#### Problem to solve:
Copy out the entries exactly, from the first line to the last.

#### Input rows:

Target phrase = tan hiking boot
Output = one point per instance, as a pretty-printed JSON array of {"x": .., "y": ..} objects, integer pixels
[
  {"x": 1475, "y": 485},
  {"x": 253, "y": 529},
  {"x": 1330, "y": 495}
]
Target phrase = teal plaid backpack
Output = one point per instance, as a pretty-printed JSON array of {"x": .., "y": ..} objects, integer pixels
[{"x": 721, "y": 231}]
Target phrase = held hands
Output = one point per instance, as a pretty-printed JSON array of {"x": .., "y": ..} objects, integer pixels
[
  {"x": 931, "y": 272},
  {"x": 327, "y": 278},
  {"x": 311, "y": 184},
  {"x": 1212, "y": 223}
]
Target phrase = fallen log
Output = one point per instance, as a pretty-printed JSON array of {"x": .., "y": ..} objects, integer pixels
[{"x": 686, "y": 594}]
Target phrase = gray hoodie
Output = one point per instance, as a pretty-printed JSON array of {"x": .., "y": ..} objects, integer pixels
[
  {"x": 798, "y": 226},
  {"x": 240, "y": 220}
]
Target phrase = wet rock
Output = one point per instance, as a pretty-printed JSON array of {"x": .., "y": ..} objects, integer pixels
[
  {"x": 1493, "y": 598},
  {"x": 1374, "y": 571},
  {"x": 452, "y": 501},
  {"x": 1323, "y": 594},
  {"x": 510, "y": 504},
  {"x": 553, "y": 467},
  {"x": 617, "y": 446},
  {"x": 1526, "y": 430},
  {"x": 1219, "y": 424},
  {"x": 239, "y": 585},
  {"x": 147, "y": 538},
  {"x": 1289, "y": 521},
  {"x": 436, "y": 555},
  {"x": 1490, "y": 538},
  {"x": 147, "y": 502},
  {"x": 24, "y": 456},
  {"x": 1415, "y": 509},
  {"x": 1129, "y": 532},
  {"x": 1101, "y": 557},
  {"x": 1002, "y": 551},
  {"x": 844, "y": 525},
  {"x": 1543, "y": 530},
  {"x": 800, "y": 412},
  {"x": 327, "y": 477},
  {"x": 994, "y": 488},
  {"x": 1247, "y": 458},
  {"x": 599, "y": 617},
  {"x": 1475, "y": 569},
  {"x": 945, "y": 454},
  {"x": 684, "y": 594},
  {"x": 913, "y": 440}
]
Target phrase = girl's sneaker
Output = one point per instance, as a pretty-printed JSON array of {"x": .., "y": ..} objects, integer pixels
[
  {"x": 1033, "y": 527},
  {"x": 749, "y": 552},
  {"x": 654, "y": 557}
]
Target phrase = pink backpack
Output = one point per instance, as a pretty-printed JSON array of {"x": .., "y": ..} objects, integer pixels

#### Answer for this exercise:
Target phrase = tan hiking boot
Output = one point per instance, as a pretty-printed JSON array of {"x": .., "y": ..} objects, integer pixels
[
  {"x": 1475, "y": 485},
  {"x": 253, "y": 529},
  {"x": 1330, "y": 495}
]
Target phrase = teal plaid backpack
Output = one point per instance, as a pretty-printed JSON array of {"x": .., "y": ..} objects, integer pixels
[{"x": 721, "y": 231}]
Target phrase = held hands
Output = one point per instance, as a pretty-printed JSON array of {"x": .., "y": ..} objects, integer pixels
[
  {"x": 931, "y": 272},
  {"x": 327, "y": 278},
  {"x": 311, "y": 184},
  {"x": 1212, "y": 223}
]
Target phrase = fallen log
Output = one point per instance, as a pretty-printed JSON array of {"x": .., "y": ..} objects, integer pixels
[{"x": 686, "y": 594}]
Target phrase = gray hoodie
Output = one point per instance, as a pretty-printed JSON array of {"x": .., "y": ..} objects, integer pixels
[
  {"x": 798, "y": 226},
  {"x": 240, "y": 220}
]
Target phrase = wet rock
Output = one point per instance, as a pretty-printed JSON array of {"x": .., "y": ..} objects, integer pixels
[
  {"x": 1493, "y": 598},
  {"x": 1374, "y": 571},
  {"x": 452, "y": 501},
  {"x": 1323, "y": 594},
  {"x": 510, "y": 504},
  {"x": 553, "y": 467},
  {"x": 617, "y": 446},
  {"x": 1526, "y": 430},
  {"x": 1219, "y": 424},
  {"x": 239, "y": 585},
  {"x": 147, "y": 538},
  {"x": 1289, "y": 521},
  {"x": 436, "y": 555},
  {"x": 1490, "y": 538},
  {"x": 147, "y": 502},
  {"x": 24, "y": 456},
  {"x": 1415, "y": 509},
  {"x": 1129, "y": 532},
  {"x": 1101, "y": 557},
  {"x": 1002, "y": 551},
  {"x": 844, "y": 525},
  {"x": 1543, "y": 530},
  {"x": 800, "y": 412},
  {"x": 327, "y": 477},
  {"x": 994, "y": 488},
  {"x": 1247, "y": 458},
  {"x": 599, "y": 617},
  {"x": 1475, "y": 569},
  {"x": 945, "y": 454},
  {"x": 684, "y": 594},
  {"x": 913, "y": 440}
]
Target phrase = girl's sneaker
Output = one point per instance, as a pretty-printed JSON array of {"x": .., "y": ..} objects, integer pixels
[
  {"x": 1033, "y": 527},
  {"x": 749, "y": 552},
  {"x": 654, "y": 557}
]
Target phrase = pink backpack
Output = one point per instance, as a pretty-printed JSON array of {"x": .., "y": ..} objects, integer pixels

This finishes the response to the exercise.